- [What needs to be done]: Return each line in the data below that contains the word "antenna", copying every such line in full.

* start Data to use *

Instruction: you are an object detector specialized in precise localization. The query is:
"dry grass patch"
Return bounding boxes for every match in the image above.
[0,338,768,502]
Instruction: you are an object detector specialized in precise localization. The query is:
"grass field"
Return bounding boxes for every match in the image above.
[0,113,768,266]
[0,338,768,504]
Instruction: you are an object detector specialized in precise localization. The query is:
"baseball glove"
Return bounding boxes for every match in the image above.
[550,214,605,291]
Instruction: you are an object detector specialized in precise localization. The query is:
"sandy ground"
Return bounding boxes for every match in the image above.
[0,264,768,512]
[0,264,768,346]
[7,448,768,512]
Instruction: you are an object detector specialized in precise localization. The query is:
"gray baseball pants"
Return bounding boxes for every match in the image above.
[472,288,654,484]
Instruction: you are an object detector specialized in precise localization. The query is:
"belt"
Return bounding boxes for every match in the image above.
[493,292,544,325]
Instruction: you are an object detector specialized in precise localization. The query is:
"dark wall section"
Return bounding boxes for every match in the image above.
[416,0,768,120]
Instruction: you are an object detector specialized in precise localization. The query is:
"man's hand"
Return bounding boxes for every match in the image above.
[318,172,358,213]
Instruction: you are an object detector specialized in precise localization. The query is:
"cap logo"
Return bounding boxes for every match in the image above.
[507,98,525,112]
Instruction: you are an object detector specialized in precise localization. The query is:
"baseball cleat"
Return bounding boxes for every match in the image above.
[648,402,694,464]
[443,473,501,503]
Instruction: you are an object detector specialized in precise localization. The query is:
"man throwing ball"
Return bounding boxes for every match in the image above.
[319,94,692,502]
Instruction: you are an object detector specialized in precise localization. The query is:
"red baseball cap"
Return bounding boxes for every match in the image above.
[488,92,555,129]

* end Data to use *
* start Data to use *

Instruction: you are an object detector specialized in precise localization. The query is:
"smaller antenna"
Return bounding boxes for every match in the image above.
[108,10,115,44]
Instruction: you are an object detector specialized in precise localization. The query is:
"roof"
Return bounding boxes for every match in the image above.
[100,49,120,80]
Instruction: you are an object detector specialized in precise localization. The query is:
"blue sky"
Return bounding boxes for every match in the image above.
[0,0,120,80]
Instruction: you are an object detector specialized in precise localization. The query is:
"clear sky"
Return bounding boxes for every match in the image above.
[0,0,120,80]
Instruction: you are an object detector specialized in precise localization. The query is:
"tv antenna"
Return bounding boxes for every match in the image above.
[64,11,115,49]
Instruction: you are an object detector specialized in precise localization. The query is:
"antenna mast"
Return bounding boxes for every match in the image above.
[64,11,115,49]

* end Data to use *
* start Data to use *

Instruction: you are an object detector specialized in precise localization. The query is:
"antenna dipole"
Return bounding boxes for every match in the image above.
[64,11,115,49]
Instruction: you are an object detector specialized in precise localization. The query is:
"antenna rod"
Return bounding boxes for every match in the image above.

* end Data to use *

- [Full response]:
"smaller antenna"
"tv antenna"
"antenna mast"
"antenna dipole"
"antenna rod"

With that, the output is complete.